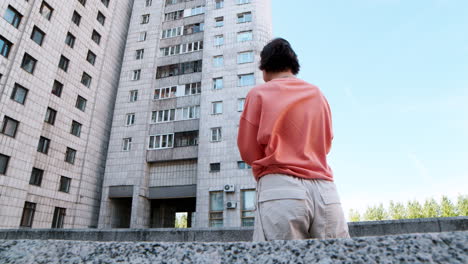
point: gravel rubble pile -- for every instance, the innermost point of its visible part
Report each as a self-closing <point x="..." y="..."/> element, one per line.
<point x="411" y="248"/>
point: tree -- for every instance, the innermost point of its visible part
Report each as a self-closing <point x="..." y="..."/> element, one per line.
<point x="431" y="208"/>
<point x="354" y="215"/>
<point x="397" y="211"/>
<point x="414" y="210"/>
<point x="447" y="209"/>
<point x="375" y="213"/>
<point x="462" y="205"/>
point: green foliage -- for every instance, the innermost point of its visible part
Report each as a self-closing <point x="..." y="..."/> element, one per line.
<point x="354" y="215"/>
<point x="375" y="213"/>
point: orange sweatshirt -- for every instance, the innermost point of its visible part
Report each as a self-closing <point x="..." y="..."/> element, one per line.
<point x="286" y="128"/>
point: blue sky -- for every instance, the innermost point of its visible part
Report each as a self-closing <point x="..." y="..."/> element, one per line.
<point x="396" y="76"/>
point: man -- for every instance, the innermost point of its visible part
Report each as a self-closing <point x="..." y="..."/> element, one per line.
<point x="285" y="134"/>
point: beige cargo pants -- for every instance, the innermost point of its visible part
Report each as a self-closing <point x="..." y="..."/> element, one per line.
<point x="293" y="208"/>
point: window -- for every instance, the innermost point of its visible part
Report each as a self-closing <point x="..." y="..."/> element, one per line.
<point x="70" y="155"/>
<point x="247" y="207"/>
<point x="64" y="184"/>
<point x="59" y="217"/>
<point x="13" y="17"/>
<point x="37" y="35"/>
<point x="244" y="17"/>
<point x="171" y="32"/>
<point x="242" y="165"/>
<point x="174" y="15"/>
<point x="246" y="79"/>
<point x="187" y="113"/>
<point x="5" y="47"/>
<point x="219" y="4"/>
<point x="215" y="134"/>
<point x="245" y="57"/>
<point x="70" y="40"/>
<point x="76" y="128"/>
<point x="28" y="214"/>
<point x="136" y="75"/>
<point x="36" y="177"/>
<point x="10" y="126"/>
<point x="145" y="19"/>
<point x="139" y="54"/>
<point x="46" y="10"/>
<point x="216" y="208"/>
<point x="244" y="36"/>
<point x="142" y="36"/>
<point x="4" y="159"/>
<point x="101" y="18"/>
<point x="29" y="63"/>
<point x="133" y="95"/>
<point x="219" y="40"/>
<point x="218" y="83"/>
<point x="219" y="21"/>
<point x="163" y="116"/>
<point x="193" y="88"/>
<point x="240" y="104"/>
<point x="161" y="141"/>
<point x="76" y="18"/>
<point x="63" y="63"/>
<point x="50" y="116"/>
<point x="194" y="28"/>
<point x="80" y="103"/>
<point x="43" y="145"/>
<point x="91" y="57"/>
<point x="57" y="88"/>
<point x="217" y="108"/>
<point x="96" y="37"/>
<point x="19" y="94"/>
<point x="127" y="144"/>
<point x="130" y="119"/>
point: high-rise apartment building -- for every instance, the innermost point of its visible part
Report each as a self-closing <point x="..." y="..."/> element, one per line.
<point x="187" y="68"/>
<point x="59" y="70"/>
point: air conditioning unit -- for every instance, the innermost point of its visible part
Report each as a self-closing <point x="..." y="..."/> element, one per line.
<point x="229" y="188"/>
<point x="231" y="205"/>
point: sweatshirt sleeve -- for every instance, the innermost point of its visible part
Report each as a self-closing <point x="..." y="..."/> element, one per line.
<point x="249" y="148"/>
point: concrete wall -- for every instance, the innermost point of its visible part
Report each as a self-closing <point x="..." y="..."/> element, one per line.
<point x="359" y="229"/>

--------

Leave out the pictures and copy the rest of the material above exactly.

point: gravel rubble pile -- for every instance, the innermost point of its visible part
Report each as a self-closing <point x="..." y="..."/> element, one per line.
<point x="411" y="248"/>
point: tree -- for every instance, the innermost point of its visible part
Report each as a self-closing <point x="..." y="..."/> element, one per line.
<point x="431" y="208"/>
<point x="354" y="215"/>
<point x="397" y="211"/>
<point x="414" y="210"/>
<point x="447" y="209"/>
<point x="375" y="213"/>
<point x="462" y="205"/>
point: green foliage -- for every instance, the innermost point of its visible part
Report each as a self-closing <point x="..." y="..."/> element, one per line.
<point x="354" y="215"/>
<point x="375" y="213"/>
point: orange sweatshirt -- for every instance, the innermost point of its visible part
Report each as a self-closing <point x="..." y="..."/> element, one per line.
<point x="286" y="128"/>
point: blue sky -- for every instance, the innermost point of its visible part
Report each as a self-closing <point x="..." y="..."/> element, one per line.
<point x="396" y="76"/>
point: man -- for every instance, the innermost point of its visible part
Report each as a self-closing <point x="..." y="..."/> element, one per line.
<point x="285" y="134"/>
point: beige cargo pants -- for every instance, the innermost point of its visible part
Report each as a self-closing <point x="..." y="..."/> element, one per line.
<point x="293" y="208"/>
point: window -- for every instance, the innermost point of its visible part
Report each as a self-closing <point x="..." y="..."/> element, one per line.
<point x="70" y="155"/>
<point x="247" y="207"/>
<point x="64" y="184"/>
<point x="59" y="217"/>
<point x="13" y="17"/>
<point x="37" y="35"/>
<point x="244" y="17"/>
<point x="171" y="32"/>
<point x="242" y="165"/>
<point x="174" y="15"/>
<point x="246" y="79"/>
<point x="187" y="113"/>
<point x="5" y="47"/>
<point x="219" y="4"/>
<point x="215" y="134"/>
<point x="245" y="57"/>
<point x="70" y="40"/>
<point x="76" y="128"/>
<point x="28" y="214"/>
<point x="136" y="75"/>
<point x="36" y="177"/>
<point x="10" y="126"/>
<point x="145" y="19"/>
<point x="139" y="54"/>
<point x="46" y="10"/>
<point x="216" y="208"/>
<point x="244" y="36"/>
<point x="142" y="36"/>
<point x="4" y="159"/>
<point x="101" y="18"/>
<point x="29" y="63"/>
<point x="133" y="95"/>
<point x="219" y="40"/>
<point x="218" y="83"/>
<point x="219" y="21"/>
<point x="163" y="116"/>
<point x="193" y="88"/>
<point x="240" y="104"/>
<point x="161" y="141"/>
<point x="76" y="18"/>
<point x="63" y="63"/>
<point x="50" y="116"/>
<point x="194" y="28"/>
<point x="80" y="103"/>
<point x="43" y="145"/>
<point x="91" y="57"/>
<point x="57" y="88"/>
<point x="217" y="108"/>
<point x="96" y="37"/>
<point x="19" y="94"/>
<point x="127" y="144"/>
<point x="130" y="119"/>
point: high-rise apartment building -- for every instance, the innermost point of its visible part
Report each as a self-closing <point x="..." y="..."/> element, one per line.
<point x="187" y="68"/>
<point x="59" y="70"/>
point: air conditioning unit -- for every instance, the innermost point of its visible part
Report each as a self-closing <point x="..." y="..."/> element, one per line.
<point x="229" y="188"/>
<point x="231" y="205"/>
point: sweatshirt sleeve -- for every instance, the innermost point of its visible part
Report each as a self-closing <point x="..." y="..."/> element, one per line.
<point x="249" y="148"/>
point: concrete wall -- for every instance, the innermost point of its visible part
Report each as a self-closing <point x="..." y="..."/> element, one per line.
<point x="359" y="229"/>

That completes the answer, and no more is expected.